Enunciado 1:
Responda às perguntas seguintes com base na entrevista sobre o terramoto de Lisboa.
(a) Que tipo de publicação recuperou, algures no século XIX, a carta de Thomas Chase?
(b) Que instituição promoveu a edição comemorativa do terramoto que recuperou estas cartas?
(c) Segundo a explicação oficial, que tipo de causas teve o terramoto?

Texto fornecido:
Mas, se os portugueses pouco propagaram esse acontecimento, como é que chegou a esses relatos?
RT: O terramoto de Lisboa teve uma enorme importância no pensamento mundial do século XVIII. Foi um acontecimento onde houvesse um europeu, ou um ocidental mesmo de outros continentes, foi falado pelos maiores pensadores da época, Rousseau, Voltaire e por alguns que ainda eram jovens como o Kant e Goethe e portanto, permaneceu na memória enquanto mudança das mentalidades durante muito tempo inclusive no século XIX e início do XX. Grande parte dos literatos mundiais leram Kant e Voltaire e quando falámos do terramoto de Lisboa, há referências no Candide e isto é um vestígio de algo que era ainda mais forte nas épocas posteriores a este acontecimento. Periodicamente historiadores, filósofos de outras culturas regressaram ao terramoto. E algures no século XIX um periódico inglês recuperou estas histórias e encontrou a carta de Thomas Chase e o seu túmulo. Esta história aparece por causa de uma edição comemorativa do terramoto, promovida pela Fundação Gulbenkian, que recuperou estas cartas. Provavelmente das mais interessantes é a missiva deste jovem, é tão subjectiva, aquela choraminguice de um jovem inglês que passa o tempo a queixar-se e a falar mal de toda a gente, foi isso, que por outro lado, me encantou, por ela vir carregada da sua verdade, porque isso também é um acontecimento histórico. A história é vista por muitos olhares não só dos pensadores da sua época que a vão usar para fazer grande filosofia, mas também por um tipo como o Thomas Chase que usa esse acontecimento para fazer pequena história, do eu, eu, eu, eu coitadinho.
Disse anteriormente que dos lisboetas não há relatos, será porque encararam o terramoto como um castigo de Deus?
RT: Há alguma coisa, mas o que aconteceu depois, foi devido a acção política do Marquês de Pombal. Era essencial haver uma explicação oficial para o terramoto, que foi de que se tratou um acontecimento que tinha causas naturais, sendo que o regime não sabia quais eram, mas eram certamente naturais. Porque se fossem divinas isso implicaria dizer que os portugueses são maus católicos, que o rei português era mau que tinha maus súbditos e evidentemente o ministro do reino da altura, que ainda não era marquês, Sebastião de Carvalho e Melo não poderia permitir uma coisa dessas. Houve quem o dissesse, em particular, um padre jesuíta italiano, que há muitos anos vivia nos domínios portugueses e tinha regressado à Lisboa. Era muito próximo da corte, da princesa Dona Maria, que seria futura rainha, Dona Maria I, e dizia que os portugueses eram maus católicos, que as jovens lisboetas iam para as missas vestidas para serem vistas pelos moços, mandavam bilhetes durante as missas e por isso Deus tinha decidido castiga-los. Por sua vez, foi o poder politico que o castigou acabando por entrega-lo à inquisição portuguesa que durante 200 anos havia queimado judeus, feiticeiras e hereges e acabou por queimar um padre jesuíta muito devoto, foi a sua ultima vítima.

Linhas de um conjunto de dados:
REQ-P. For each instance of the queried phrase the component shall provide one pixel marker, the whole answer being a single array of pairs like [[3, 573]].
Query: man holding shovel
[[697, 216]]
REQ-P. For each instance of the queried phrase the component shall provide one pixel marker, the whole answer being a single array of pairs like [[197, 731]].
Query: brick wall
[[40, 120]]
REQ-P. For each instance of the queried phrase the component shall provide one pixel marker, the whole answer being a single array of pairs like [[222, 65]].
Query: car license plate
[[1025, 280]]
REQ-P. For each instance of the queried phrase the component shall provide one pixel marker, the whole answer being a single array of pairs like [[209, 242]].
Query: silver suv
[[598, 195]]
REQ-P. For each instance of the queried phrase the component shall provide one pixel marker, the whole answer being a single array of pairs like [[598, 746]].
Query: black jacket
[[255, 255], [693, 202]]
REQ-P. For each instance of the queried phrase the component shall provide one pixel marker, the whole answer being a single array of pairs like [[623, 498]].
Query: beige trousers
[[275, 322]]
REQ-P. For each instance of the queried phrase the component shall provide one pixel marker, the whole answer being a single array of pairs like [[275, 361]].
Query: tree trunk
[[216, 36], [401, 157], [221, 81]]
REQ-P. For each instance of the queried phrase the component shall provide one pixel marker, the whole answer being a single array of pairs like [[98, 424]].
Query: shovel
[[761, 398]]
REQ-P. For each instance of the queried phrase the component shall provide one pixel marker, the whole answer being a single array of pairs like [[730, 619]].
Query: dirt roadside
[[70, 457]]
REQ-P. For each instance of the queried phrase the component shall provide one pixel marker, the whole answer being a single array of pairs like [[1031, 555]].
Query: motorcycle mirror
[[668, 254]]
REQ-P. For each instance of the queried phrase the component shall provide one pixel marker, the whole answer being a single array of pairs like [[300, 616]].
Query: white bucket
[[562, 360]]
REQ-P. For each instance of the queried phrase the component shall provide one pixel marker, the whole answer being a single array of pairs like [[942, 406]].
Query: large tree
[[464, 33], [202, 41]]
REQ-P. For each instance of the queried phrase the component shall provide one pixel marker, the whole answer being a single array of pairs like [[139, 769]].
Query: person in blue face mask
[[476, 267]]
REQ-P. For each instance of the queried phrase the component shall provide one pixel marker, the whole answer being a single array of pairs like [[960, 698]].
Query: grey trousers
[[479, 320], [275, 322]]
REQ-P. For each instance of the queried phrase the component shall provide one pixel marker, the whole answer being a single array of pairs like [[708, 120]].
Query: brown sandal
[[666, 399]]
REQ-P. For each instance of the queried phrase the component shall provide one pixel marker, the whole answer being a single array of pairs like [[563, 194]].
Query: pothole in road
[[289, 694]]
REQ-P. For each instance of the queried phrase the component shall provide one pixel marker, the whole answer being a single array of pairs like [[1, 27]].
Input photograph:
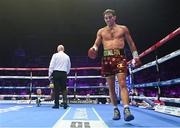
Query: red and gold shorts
[[113, 62]]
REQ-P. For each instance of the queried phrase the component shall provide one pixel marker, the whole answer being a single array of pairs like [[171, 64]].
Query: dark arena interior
[[31, 30]]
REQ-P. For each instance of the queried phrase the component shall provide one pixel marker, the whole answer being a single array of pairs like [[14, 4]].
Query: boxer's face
[[109, 19]]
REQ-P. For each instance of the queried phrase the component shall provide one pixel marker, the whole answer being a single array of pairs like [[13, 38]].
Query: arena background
[[31, 30]]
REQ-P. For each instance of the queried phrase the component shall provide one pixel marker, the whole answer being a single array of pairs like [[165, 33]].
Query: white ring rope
[[161, 60]]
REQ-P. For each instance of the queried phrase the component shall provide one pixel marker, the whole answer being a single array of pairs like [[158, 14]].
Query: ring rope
[[161, 60]]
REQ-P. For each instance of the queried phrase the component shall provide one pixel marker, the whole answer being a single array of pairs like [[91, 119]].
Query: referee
[[59, 67]]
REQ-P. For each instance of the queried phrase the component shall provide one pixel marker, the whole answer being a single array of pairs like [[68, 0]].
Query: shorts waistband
[[112, 52]]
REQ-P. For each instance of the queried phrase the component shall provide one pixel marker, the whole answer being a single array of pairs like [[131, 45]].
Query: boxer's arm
[[131, 43], [97, 41]]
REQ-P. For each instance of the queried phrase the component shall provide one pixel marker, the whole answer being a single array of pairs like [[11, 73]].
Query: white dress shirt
[[60, 62]]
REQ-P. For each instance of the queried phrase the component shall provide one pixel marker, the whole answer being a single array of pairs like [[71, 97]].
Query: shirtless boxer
[[114, 62]]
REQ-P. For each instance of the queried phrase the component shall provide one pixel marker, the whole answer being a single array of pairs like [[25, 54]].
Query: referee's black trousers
[[60, 84]]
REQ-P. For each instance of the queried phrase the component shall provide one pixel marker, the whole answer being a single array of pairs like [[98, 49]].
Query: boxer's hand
[[136, 62], [92, 53]]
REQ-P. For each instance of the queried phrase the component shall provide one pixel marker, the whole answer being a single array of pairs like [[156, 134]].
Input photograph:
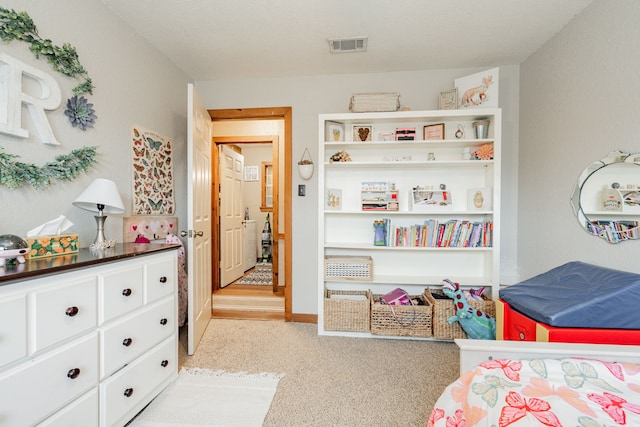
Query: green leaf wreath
[[64, 59], [66, 167]]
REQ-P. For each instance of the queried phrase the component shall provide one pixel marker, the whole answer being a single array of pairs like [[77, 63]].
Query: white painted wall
[[579, 100], [310, 96], [135, 84]]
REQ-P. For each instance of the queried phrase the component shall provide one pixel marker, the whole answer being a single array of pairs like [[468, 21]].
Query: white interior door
[[199, 217], [231, 216]]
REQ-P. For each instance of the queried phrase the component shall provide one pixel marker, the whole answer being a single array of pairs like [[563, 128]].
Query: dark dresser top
[[39, 267]]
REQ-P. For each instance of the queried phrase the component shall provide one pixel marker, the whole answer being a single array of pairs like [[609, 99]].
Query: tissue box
[[43, 246]]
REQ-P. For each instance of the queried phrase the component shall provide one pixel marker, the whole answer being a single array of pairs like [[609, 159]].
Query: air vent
[[354, 44]]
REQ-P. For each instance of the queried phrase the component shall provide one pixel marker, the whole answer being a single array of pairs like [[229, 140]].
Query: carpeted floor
[[332, 381], [260, 276]]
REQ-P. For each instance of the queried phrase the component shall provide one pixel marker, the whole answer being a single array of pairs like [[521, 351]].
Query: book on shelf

Enunciado 2: Nas linhas de dados, transcreva como lista JSON de strings o trecho que vai da linha que contém "like [[1031, 555]]." até à linha que contém "[[113, 62]]", ambas incluídas. Cada linha deve corresponder a uma string, sem as linhas em branco, e as imagens ficam de fora.

Resolução 1:
(a) Um periódico inglês, que encontrou também o túmulo de Thomas Chase.
(b) A Fundação Gulbenkian.
(c) Causas naturais. O regime não sabia quais eram, mas considerava-as certamente naturais.

Resolução 2:
[
  "REQ-P. For each instance of the queried phrase the component shall provide one pixel marker, the whole answer being a single array of pairs like [[1031, 555]].",
  "Query: motorcycle mirror",
  "[[668, 254]]",
  "REQ-P. For each instance of the queried phrase the component shall provide one pixel marker, the whole answer being a single array of pairs like [[300, 616]].",
  "Query: white bucket",
  "[[562, 360]]",
  "REQ-P. For each instance of the queried phrase the component shall provide one pixel marker, the whole answer being a single array of pairs like [[942, 406]].",
  "Query: large tree",
  "[[464, 33], [202, 41]]",
  "REQ-P. For each instance of the queried phrase the component shall provide one pixel marker, the whole answer being a single array of pairs like [[139, 769]].",
  "Query: person in blue face mask",
  "[[476, 267]]",
  "REQ-P. For each instance of the queried phrase the component shall provide one pixel marker, the whole answer being a single array of pairs like [[960, 698]].",
  "Query: grey trousers",
  "[[479, 320], [275, 322]]",
  "REQ-P. For each instance of the queried phrase the component shall provide one pixel marker, the whole answer being a single array of pairs like [[708, 120]].",
  "Query: brown sandal",
  "[[666, 399]]",
  "REQ-P. For each instance of the queried phrase the component shall provide one pixel marker, the whole answer being a single array of pairs like [[563, 194]].",
  "Query: pothole in road",
  "[[289, 694]]",
  "REQ-P. For each instance of the queried phrase the component shall provide one pixel marker, the whole answer being a single array of pairs like [[1, 27]].",
  "Input photograph:",
  "Query: red and gold shorts",
  "[[113, 62]]"
]